Page text →
The volume priority management 66 is a functional unit that manages priority for each type of volumes provided by each storage node 103, by referring to a priority management table 78. The GUI/CLI 67 is a functional unit that provides a management interface as a graphical user interface (GUI) or a command line interface (CLI).
The REST I/F 68 is a functional unit that communicates with the host 101, the storage node 103, or the like in a REST format. The user notification control 69 is a functional unit that issues notifications to the display 56 or the like at the time of entering a predetermined state such as shortage of a capacity and occurrence of a failure.
Tables that are loaded on the memory 52 and are used by each functional unit will be described later. Further, a drive 20 may have a RAID configuration.
In the example shown in the drawing, the storage node 103-1 functions as a high-performance node that provides a plurality of high-performance volumes (high-performance VOLs in the drawing) 200-1. The storage node 103-2 functions as a standard node that provides the high-performance volume 200-1 and a standard-performance volume (standard VOL in the drawing) 200-2. In addition, the storage node 103-3 functions as a high cost-performance node that provides a high cost-performance volume (high cost-performance VOL in the drawing) 200-3 having low cost per bit.
The present embodiment provides an example in which the storage nodes 103 are classified into three types: high performance, standard, and high cost performance. However, the present invention is not limited thereto and a plurality of types of performances may be used. The type of the storage node 103 is determined by the management node 104 according to a command of the storage administrator.

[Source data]
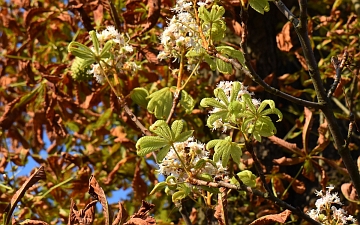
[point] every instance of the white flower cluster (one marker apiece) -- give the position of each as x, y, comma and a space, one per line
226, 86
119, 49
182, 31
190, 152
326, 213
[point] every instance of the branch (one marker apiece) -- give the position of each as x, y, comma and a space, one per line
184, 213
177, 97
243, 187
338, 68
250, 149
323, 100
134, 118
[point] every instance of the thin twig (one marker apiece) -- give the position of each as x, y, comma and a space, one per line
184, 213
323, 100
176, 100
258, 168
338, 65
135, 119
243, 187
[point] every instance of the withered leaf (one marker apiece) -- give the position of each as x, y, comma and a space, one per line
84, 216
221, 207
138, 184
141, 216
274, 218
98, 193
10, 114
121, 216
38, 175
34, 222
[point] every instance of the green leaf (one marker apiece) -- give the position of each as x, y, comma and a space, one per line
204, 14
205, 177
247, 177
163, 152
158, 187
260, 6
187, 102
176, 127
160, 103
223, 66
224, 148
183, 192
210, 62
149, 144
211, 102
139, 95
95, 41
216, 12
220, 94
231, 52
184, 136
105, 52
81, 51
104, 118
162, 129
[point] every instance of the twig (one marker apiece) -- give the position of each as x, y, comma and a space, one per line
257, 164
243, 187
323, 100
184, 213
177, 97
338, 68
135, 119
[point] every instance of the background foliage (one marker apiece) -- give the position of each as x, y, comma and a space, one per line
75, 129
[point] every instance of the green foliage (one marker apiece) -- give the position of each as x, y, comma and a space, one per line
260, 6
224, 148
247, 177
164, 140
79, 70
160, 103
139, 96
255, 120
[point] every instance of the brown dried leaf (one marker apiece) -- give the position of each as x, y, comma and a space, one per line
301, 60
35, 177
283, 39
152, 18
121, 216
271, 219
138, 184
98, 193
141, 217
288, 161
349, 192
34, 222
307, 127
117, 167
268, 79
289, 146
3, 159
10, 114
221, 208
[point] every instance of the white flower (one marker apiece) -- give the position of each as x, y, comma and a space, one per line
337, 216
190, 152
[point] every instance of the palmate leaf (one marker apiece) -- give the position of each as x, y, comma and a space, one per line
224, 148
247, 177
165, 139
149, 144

Problems to work on →
a. In the storage node description, write out the passage starting with "Tables that are" and going on through "cost per bit.".
b. Answer these questions from the storage node description, one per line:
(i) What two kinds of management interface does the GUI/CLI 67 provide?
(ii) Which storage node functions as the high cost-performance node?
(iii) What determines the type of the storage node 103?
c. Proceed with the storage node description, picking up after its final sentence.

Answers by task →
a.
Tables that are loaded on the memory 52 and are used by each functional unit will be described later. Further, a drive 20 may have a RAID configuration.
In the example shown in the drawing, the storage node 103-1 functions as a high-performance node that provides a plurality of high-performance volumes (high-performance VOLs in the drawing) 200-1. The storage node 103-2 functions as a standard node that provides the high-performance volume 200-1 and a standard-performance volume (standard VOL in the drawing) 200-2. In addition, the storage node 103-3 functions as a high cost-performance node that provides a high cost-performance volume (high cost-performance VOL in the drawing) 200-3 having low cost per bit.

b.
(i) A graphical user interface (GUI) or a command line interface (CLI).
(ii) The storage node 103-3.
(iii) The management node 104 determines it, according to a command of the storage administrator.

c.
In the first embodiment, the priority control of the volume 200 is performed by the high-performance drive 20-S and the high cost-performance drive 20-H providing chunks 21 to the plurality of storage nodes 103.
The high-performance volume 200-1 is preferentially allocated to the high-performance node (storage node 103-1), and the high-performance chunk 21-S is preferentially allocated to the high-performance volume 200-1. The standard node (storage node 103-2) has a priority of allocation of the high-performance volume 200-1 lower than that of the high-performance node. Further, for the standard volume 200-2, priority of allocation of the high-performance chunk 21-S is set low.
The high-performance drive 20-S such as the SSD is mounted as a storage device in the storage node 103-1 to be the high-performance node. The drive 20-S such as the SSD and a drive 20-H such as the HDD are mounted as a storage device in the storage node 103-2 to be the standard node. The drive 20-H such as the HDD is mounted as a storage device in the storage node 103-3 to be the high cost-performance node. In the present embodiment, the performances of the drives are classified into two levels. However, the performance may be classified finely within the SSD or the HDD. Further, the performance may be distinguished according to whether it is within an own node or another node as seen from a volume.
In the storage node 103-1 to be the high-performance node, higher-performance CPUs 11 and the larger-capacity memory 12 may be mounted than those of the storage node 103-2 to be the standard node. Further, in the storage node 103-3 to be the high cost-performance node, the low-cost CPU 11 and the minimum-capacity memory 12 may be mounted as compared with the standard node.
The management node 104 allocates the drives 20 mounted in the storage nodes 103-1 to 103-3 providing the storage regions to the host 101 to a global pool 24. In addition, two tiers (groups) of a global tier 1 (25-1) composed of the high-performance drive 20-S and a global tier 2 (25-2) composed of the drive 20-H with a low price per bit are set to the global pool 24.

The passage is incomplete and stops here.